[Entries taken from a collection]
* begin *
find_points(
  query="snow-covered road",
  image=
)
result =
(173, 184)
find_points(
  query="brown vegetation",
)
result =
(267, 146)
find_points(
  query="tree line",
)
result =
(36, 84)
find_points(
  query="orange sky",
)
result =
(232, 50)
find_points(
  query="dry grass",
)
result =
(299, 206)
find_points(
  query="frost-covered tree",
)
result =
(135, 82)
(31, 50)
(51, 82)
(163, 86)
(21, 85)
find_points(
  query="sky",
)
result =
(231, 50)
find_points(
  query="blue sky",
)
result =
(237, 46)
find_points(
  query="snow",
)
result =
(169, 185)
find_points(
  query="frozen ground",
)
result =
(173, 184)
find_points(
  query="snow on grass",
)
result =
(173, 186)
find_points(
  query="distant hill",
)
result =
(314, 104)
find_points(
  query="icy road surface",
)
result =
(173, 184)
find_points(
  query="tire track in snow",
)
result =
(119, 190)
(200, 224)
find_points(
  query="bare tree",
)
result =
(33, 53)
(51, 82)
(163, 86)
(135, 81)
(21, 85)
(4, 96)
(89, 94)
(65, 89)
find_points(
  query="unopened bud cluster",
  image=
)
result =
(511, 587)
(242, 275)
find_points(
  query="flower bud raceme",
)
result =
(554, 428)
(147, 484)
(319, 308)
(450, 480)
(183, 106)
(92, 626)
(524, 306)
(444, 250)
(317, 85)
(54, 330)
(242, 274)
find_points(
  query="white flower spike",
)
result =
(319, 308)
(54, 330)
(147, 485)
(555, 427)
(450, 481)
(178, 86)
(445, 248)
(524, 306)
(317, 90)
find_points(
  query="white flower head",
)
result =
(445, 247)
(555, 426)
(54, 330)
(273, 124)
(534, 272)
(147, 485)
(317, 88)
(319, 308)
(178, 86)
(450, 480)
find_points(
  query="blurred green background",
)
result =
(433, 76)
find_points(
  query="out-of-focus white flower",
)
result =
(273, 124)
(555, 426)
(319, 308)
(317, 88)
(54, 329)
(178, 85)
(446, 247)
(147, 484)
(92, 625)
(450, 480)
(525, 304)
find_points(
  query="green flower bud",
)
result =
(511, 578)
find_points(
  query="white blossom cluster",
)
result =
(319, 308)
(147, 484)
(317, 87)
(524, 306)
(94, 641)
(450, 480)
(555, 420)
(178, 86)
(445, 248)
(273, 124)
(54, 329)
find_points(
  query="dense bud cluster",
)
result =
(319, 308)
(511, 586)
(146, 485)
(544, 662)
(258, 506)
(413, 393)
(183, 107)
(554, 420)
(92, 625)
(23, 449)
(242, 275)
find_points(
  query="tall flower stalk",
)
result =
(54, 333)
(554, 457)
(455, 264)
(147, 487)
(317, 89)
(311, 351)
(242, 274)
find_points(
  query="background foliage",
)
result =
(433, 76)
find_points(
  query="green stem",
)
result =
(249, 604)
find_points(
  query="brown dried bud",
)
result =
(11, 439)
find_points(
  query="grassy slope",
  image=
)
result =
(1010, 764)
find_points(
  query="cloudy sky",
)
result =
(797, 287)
* end *
From the first line to the last, please quote the material above exactly.

find_points(
  query="snow-covered road",
  image=
)
result =
(173, 184)
find_points(
  query="brown vegetation",
)
result =
(267, 146)
find_points(
  query="tree line",
)
result =
(36, 84)
find_points(
  query="orange sky",
)
result =
(232, 50)
find_points(
  query="dry grass",
)
result =
(299, 206)
find_points(
  query="frost-covered tree",
)
result =
(135, 82)
(31, 50)
(51, 82)
(163, 86)
(21, 85)
find_points(
  query="sky",
)
result =
(231, 50)
find_points(
  query="blue sky",
)
result =
(237, 46)
find_points(
  query="snow",
)
result =
(169, 185)
find_points(
  query="frozen ground",
)
result =
(173, 184)
find_points(
  query="snow on grass",
)
result =
(173, 186)
find_points(
  query="distant hill",
)
result =
(314, 104)
find_points(
  query="icy road surface",
)
result =
(173, 184)
find_points(
  query="tire track in snow",
)
result =
(119, 190)
(200, 224)
find_points(
  query="bare tree",
)
result =
(33, 53)
(51, 82)
(163, 86)
(135, 81)
(21, 85)
(4, 96)
(89, 94)
(65, 89)
find_points(
  query="unopened bud cluster",
  image=
)
result =
(511, 587)
(242, 275)
find_points(
  query="flower bud raceme",
)
result =
(554, 428)
(147, 484)
(319, 308)
(450, 480)
(183, 106)
(92, 626)
(524, 306)
(444, 250)
(317, 85)
(54, 330)
(242, 274)
find_points(
  query="white flower spike",
)
result =
(319, 308)
(54, 330)
(147, 485)
(555, 427)
(450, 481)
(178, 86)
(445, 248)
(524, 306)
(317, 90)
find_points(
  query="white flower head",
)
result =
(445, 247)
(555, 426)
(54, 330)
(273, 124)
(534, 272)
(147, 485)
(317, 88)
(319, 308)
(178, 86)
(450, 480)
find_points(
  query="blurred green background",
)
result =
(433, 76)
find_points(
  query="out-of-focus white flower",
)
result =
(273, 124)
(555, 426)
(319, 308)
(317, 88)
(54, 329)
(178, 85)
(446, 247)
(147, 484)
(92, 625)
(450, 480)
(525, 304)
find_points(
  query="green flower bud",
)
result =
(511, 578)
find_points(
  query="white blossom cluster",
)
result =
(319, 308)
(147, 484)
(317, 87)
(524, 306)
(94, 641)
(450, 480)
(555, 420)
(178, 86)
(445, 248)
(273, 124)
(54, 329)
find_points(
  query="dense bud cluster",
)
result =
(319, 308)
(511, 586)
(146, 485)
(544, 662)
(258, 506)
(413, 393)
(183, 107)
(554, 420)
(92, 625)
(23, 449)
(242, 275)
find_points(
  query="tall flower stalk",
)
result =
(54, 333)
(554, 457)
(455, 264)
(147, 487)
(317, 89)
(311, 351)
(242, 274)
find_points(
  query="background foliage",
)
result =
(433, 76)
find_points(
  query="green stem",
)
result =
(249, 604)
find_points(
  query="brown dried bud",
)
result =
(11, 439)
find_points(
  query="grassy slope",
  image=
)
result =
(1010, 764)
find_points(
  query="cloudy sky",
)
result =
(797, 287)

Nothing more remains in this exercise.